“La visione paternalistica e semplicistica della povera vittima di cattivi profeti online viene pacificamente estesa a tutti noi, utenti della rete: «su internet le masse di utenti si comportano esattamente come la folla di una piazza, dove si rischia di perdere la cognizione di sé stessi per restare preda degli istinti più irrazionali e, spesso, più brutali». Una visione di cittadini come minus habens, la quale, a parte essere piuttosto offensiva, trascura due fatti essenziali: innanzitutto, la capacità di discernimento di cui ogni essere umano è, fino a prova contraria, dotato, e che si è tenuti a esercitare di fronte a qualsiasi fonte di informazione; in secondo luogo, il fatto che noi tutti, lungi dall’essere soltanto consumatori passivi e imbelli di notizie, siamo anche produttori e ripetitori delle stesse. Il che significa che i cattivi profeti online, spesso e volentieri, siamo noi stessi: altro che vittime! Un esempio lampante delle nostre responsabilità collettive nello smercio di disinformazione lo ha fornito il recente diffondersi in Italia del virus COVID-19. Ciò che si sarebbe voluto e dovuto far sapere ai cittadini non era facile da gestire comunicativamente: da un lato, c’era il desiderio di evitare allarmismi e isterie, ad esempio sottolineando l’elevato tasso di guarigioni, soprattutto in soggetti privi di patologie o vulnerabilità pregresse; dall’altro si volevano promuovere significativi sforzi di prevenzione, per limitare l’estensione e la rapidità del contagio, onde scongiurare ricadute insostenibili sulla collettività. A fronte di una situazione comunicativa e sociale così complessa, cos’è successo in materia di (dis)informazione sul COVID-19? Di tutto e di più: dalle iniziali grida contro la minaccia asiatica si è passati a misure draconiane in casa nostra, il tutto condito da un crescente e confuso chiacchiericcio collettivo sui social media. Le istituzioni e i media tradizionali hanno avuto le loro colpe, senza dubbio. Ma è impossibile non vedere il ruolo enorme giocato dall’informazione «fatta in casa», dal passaparola e dagli estemporanei vademecum su cosa fare e non fare con questa epidemia, elargiti da pulpiti improbabili e da oratori privi di credenziali in materia”.
Non è la prima volta che vi consiglio un saggio e non sarà di certo l’ultima. Lo faccio con serenità e convinzione: è uno dei ‘generi’ che preferisco. Stimolo per il pensiero, per la riflessione, il saggio è una ginnastica che allena gli occhi, un super alimento per il cervello. Noioso? Dipende. Esistono romanzi illeggibili, esistono saggi insostenibili. Però, e non mi stancherò mai di ripeterlo, di studiare non si deve smettere mai. Non possono bastare i giornali, a formarci. Non devono.

:: Dati mostrati ::
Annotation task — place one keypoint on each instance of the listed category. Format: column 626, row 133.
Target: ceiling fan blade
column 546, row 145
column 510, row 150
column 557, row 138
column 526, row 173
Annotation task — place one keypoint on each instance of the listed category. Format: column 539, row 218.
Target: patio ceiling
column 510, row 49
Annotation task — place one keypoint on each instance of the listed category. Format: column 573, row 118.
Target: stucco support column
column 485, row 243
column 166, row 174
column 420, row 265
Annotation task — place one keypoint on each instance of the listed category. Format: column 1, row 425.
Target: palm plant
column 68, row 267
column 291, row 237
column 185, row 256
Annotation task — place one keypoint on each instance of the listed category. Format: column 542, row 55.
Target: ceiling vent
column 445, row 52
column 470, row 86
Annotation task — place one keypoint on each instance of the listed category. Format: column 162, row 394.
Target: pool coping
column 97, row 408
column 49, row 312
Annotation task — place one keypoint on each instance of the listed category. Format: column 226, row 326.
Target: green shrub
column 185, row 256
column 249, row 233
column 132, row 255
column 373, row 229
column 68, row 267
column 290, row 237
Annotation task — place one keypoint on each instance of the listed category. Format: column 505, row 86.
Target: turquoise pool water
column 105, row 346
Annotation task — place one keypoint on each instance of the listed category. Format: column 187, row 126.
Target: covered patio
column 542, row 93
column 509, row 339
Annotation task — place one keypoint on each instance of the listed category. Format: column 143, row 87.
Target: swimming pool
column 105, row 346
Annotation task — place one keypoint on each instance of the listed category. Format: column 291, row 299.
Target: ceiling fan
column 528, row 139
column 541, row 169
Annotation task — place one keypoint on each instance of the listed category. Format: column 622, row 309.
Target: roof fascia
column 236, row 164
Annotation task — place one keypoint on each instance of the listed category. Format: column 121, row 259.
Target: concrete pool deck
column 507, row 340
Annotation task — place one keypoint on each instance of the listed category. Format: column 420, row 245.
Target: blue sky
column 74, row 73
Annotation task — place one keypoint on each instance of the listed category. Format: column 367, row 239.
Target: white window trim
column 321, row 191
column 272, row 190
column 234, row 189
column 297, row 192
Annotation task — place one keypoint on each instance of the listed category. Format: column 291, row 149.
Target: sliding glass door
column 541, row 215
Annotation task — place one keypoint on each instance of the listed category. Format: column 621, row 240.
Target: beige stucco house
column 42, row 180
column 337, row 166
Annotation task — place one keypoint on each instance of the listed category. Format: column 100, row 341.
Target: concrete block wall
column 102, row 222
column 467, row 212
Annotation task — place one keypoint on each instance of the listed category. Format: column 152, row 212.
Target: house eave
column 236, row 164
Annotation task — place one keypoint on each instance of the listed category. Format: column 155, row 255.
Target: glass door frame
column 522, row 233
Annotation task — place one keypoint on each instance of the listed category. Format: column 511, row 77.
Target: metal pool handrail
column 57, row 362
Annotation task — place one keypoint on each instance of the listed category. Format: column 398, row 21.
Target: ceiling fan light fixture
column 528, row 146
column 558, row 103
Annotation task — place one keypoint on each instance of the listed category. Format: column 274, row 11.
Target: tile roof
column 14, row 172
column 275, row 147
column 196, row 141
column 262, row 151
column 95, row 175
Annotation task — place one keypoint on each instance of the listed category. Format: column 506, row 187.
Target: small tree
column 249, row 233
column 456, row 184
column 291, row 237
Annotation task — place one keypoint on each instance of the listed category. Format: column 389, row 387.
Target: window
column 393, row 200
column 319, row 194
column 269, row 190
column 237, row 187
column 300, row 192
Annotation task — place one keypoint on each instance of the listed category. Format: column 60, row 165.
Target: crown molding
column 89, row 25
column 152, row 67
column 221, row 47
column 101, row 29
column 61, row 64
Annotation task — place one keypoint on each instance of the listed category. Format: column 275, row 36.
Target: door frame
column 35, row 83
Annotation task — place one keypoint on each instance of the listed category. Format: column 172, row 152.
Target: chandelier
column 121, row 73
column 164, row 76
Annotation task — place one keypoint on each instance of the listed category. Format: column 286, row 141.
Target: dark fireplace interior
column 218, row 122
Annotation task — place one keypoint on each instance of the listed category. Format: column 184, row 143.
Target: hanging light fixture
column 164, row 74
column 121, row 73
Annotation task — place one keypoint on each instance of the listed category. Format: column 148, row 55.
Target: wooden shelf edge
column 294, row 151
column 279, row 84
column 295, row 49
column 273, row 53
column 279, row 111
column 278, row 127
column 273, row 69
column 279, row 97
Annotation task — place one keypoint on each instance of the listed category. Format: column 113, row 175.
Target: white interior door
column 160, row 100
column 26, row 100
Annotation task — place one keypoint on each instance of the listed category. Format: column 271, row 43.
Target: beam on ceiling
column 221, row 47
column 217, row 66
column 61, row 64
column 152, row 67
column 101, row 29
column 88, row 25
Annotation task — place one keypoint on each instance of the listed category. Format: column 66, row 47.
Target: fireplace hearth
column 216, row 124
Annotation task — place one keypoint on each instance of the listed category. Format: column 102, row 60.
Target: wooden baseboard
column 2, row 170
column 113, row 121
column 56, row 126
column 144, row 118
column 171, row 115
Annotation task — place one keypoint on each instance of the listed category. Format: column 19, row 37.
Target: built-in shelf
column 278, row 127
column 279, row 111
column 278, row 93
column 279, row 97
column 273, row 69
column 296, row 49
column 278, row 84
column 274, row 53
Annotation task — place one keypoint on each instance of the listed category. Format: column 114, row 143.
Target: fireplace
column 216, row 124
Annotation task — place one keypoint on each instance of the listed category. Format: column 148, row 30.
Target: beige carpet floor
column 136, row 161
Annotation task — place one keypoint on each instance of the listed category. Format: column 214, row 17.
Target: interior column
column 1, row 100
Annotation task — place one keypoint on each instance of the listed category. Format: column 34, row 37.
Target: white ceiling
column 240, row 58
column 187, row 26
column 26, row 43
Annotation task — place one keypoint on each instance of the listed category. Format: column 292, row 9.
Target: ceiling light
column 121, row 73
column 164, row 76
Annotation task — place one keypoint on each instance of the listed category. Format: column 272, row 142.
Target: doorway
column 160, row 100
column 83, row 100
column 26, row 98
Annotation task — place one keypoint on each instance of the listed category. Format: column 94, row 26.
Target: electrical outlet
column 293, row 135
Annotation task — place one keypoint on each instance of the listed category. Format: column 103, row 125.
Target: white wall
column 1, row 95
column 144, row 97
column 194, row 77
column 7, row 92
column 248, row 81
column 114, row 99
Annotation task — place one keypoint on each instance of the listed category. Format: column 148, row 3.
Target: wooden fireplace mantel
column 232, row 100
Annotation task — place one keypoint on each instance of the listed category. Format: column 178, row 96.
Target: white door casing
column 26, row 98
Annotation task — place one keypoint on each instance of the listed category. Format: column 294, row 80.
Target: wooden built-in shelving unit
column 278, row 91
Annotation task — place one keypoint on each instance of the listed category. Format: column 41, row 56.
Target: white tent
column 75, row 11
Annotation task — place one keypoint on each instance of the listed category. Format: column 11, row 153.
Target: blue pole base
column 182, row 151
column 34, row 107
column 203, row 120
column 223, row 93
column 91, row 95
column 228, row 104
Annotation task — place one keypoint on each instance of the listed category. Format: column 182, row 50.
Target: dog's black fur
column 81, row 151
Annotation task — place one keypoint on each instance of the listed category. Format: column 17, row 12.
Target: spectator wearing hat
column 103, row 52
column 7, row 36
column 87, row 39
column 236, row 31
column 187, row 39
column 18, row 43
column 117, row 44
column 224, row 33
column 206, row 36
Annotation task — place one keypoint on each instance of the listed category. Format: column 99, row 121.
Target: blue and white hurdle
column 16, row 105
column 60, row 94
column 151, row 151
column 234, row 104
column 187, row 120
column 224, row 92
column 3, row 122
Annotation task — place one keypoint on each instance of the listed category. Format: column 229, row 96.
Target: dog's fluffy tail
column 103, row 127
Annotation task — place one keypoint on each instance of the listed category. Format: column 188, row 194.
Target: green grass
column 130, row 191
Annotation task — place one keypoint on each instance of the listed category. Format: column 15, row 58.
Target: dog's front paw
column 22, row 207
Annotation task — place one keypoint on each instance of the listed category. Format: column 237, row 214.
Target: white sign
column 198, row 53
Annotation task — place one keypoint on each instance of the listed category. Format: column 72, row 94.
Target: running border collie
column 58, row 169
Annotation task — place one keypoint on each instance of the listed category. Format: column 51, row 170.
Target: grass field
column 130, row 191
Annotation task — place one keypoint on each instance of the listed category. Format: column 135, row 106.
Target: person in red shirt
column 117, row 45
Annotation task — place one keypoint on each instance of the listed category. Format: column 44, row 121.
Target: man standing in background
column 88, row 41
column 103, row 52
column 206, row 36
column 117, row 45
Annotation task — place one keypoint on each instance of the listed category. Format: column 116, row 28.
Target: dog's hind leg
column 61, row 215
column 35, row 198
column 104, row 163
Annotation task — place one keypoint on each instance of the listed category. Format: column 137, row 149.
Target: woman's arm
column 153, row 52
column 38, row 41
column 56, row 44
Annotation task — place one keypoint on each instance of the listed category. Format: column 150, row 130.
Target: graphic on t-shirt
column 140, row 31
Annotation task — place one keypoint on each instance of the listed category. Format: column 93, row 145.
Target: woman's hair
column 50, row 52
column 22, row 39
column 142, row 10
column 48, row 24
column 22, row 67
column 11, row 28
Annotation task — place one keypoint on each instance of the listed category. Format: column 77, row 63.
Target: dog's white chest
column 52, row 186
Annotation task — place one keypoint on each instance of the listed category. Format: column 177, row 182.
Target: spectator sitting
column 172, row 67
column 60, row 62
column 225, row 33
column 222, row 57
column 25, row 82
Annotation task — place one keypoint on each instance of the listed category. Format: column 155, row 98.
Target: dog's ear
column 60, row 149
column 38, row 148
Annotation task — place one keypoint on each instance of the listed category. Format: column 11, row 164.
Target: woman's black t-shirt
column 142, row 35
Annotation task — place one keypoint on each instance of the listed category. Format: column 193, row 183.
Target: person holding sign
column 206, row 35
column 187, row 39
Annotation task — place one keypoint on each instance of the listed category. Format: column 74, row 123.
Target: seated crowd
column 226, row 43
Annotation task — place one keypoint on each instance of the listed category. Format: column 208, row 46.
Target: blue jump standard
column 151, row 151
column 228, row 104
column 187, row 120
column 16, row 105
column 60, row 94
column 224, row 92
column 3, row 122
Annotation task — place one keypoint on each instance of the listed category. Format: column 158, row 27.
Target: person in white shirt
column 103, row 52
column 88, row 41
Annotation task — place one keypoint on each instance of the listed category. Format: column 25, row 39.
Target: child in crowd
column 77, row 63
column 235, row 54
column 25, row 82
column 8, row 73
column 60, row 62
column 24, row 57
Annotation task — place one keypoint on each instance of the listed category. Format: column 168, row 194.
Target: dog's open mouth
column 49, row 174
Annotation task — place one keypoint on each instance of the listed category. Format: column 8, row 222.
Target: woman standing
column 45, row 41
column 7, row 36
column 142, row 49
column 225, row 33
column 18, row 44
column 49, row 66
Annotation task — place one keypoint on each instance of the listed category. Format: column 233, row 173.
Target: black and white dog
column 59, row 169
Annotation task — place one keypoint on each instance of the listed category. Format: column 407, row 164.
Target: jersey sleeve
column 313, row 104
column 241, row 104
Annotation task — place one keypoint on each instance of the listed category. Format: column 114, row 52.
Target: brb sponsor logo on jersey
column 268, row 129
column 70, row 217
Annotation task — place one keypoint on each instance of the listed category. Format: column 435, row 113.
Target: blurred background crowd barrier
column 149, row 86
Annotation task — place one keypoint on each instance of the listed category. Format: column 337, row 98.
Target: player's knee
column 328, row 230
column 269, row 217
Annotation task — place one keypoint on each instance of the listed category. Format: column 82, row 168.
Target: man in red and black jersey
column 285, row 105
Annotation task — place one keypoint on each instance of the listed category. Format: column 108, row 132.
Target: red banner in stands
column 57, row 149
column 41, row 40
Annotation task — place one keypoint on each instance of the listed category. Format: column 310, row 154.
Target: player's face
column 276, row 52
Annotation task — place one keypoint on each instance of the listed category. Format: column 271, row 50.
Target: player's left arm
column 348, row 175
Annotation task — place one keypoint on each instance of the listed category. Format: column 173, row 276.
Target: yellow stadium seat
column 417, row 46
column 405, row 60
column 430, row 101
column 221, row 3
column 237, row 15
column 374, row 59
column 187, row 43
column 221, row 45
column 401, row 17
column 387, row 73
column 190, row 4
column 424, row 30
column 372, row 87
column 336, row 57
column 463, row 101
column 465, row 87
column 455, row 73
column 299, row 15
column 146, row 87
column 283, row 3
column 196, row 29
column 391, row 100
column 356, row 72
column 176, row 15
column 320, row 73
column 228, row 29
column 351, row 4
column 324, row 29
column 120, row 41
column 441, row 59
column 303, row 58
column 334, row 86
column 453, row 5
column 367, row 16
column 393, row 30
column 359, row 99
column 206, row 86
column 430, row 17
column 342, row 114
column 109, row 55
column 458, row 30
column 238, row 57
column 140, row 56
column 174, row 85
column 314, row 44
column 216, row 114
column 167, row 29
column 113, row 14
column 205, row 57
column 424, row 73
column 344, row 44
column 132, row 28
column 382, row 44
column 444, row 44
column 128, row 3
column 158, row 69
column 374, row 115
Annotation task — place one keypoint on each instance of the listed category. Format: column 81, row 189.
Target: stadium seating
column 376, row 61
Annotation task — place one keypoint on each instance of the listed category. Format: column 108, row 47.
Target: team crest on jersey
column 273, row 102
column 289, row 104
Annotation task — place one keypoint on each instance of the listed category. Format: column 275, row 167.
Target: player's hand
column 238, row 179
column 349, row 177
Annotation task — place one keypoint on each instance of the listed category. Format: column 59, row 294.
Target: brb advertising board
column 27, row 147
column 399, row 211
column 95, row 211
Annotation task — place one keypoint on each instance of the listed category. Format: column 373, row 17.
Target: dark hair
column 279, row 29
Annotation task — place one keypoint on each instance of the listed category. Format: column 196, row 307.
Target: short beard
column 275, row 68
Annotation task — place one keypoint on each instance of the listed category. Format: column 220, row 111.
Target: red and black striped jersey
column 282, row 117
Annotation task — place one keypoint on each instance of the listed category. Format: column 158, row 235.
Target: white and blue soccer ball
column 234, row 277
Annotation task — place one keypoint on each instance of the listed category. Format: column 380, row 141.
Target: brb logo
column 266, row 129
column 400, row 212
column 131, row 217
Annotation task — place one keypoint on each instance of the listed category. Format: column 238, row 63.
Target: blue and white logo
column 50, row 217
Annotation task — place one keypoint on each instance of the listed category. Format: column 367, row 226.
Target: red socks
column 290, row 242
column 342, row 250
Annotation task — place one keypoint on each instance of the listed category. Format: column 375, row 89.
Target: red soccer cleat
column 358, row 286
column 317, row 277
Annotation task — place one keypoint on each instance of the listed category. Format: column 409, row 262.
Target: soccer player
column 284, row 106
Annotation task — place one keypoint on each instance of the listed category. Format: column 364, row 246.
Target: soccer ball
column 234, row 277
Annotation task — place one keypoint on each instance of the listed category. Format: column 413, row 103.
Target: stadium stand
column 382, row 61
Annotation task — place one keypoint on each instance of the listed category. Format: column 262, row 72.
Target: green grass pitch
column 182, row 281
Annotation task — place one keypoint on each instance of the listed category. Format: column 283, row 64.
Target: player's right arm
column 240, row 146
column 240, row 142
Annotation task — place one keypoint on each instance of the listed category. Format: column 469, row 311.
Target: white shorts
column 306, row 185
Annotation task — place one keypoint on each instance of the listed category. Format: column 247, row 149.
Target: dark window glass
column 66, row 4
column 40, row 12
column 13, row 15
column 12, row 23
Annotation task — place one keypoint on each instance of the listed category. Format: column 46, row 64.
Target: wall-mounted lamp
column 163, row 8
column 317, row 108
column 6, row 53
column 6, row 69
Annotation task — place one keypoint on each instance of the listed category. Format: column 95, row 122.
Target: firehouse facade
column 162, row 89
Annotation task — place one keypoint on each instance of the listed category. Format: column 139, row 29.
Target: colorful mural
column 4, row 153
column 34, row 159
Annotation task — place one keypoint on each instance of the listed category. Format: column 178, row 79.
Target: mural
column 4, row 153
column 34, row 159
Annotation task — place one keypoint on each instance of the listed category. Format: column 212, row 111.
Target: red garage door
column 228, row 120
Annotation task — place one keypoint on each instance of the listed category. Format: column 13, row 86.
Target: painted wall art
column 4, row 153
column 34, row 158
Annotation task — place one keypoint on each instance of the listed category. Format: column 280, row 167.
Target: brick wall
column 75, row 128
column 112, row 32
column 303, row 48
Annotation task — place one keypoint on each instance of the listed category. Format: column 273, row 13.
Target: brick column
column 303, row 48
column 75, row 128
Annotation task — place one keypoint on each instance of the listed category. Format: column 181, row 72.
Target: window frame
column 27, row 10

:: Consegna A ::
Secondo il brano, quali sono i due fatti essenziali trascurati dalla visione dei cittadini come minus habens?
:: Consegna B ::
Trascrivi parola per parola la parte del brano che comincia con "Non è la prima" e prosegue fino a "formarci. Non devono.".
Per lo svolgimento non occorre consultare le voci.

:: Risultato A ::
La capacità di discernimento di cui ogni essere umano è dotato e il fatto che tutti noi, oltre che consumatori passivi di notizie, ne siamo anche produttori e ripetitori.

:: Risultato B ::
Non è la prima volta che vi consiglio un saggio e non sarà di certo l’ultima. Lo faccio con serenità e convinzione: è uno dei ‘generi’ che preferisco. Stimolo per il pensiero, per la riflessione, il saggio è una ginnastica che allena gli occhi, un super alimento per il cervello. Noioso? Dipende. Esistono romanzi illeggibili, esistono saggi insostenibili. Però, e non mi stancherò mai di ripeterlo, di studiare non si deve smettere mai. Non possono bastare i giornali, a formarci. Non devono.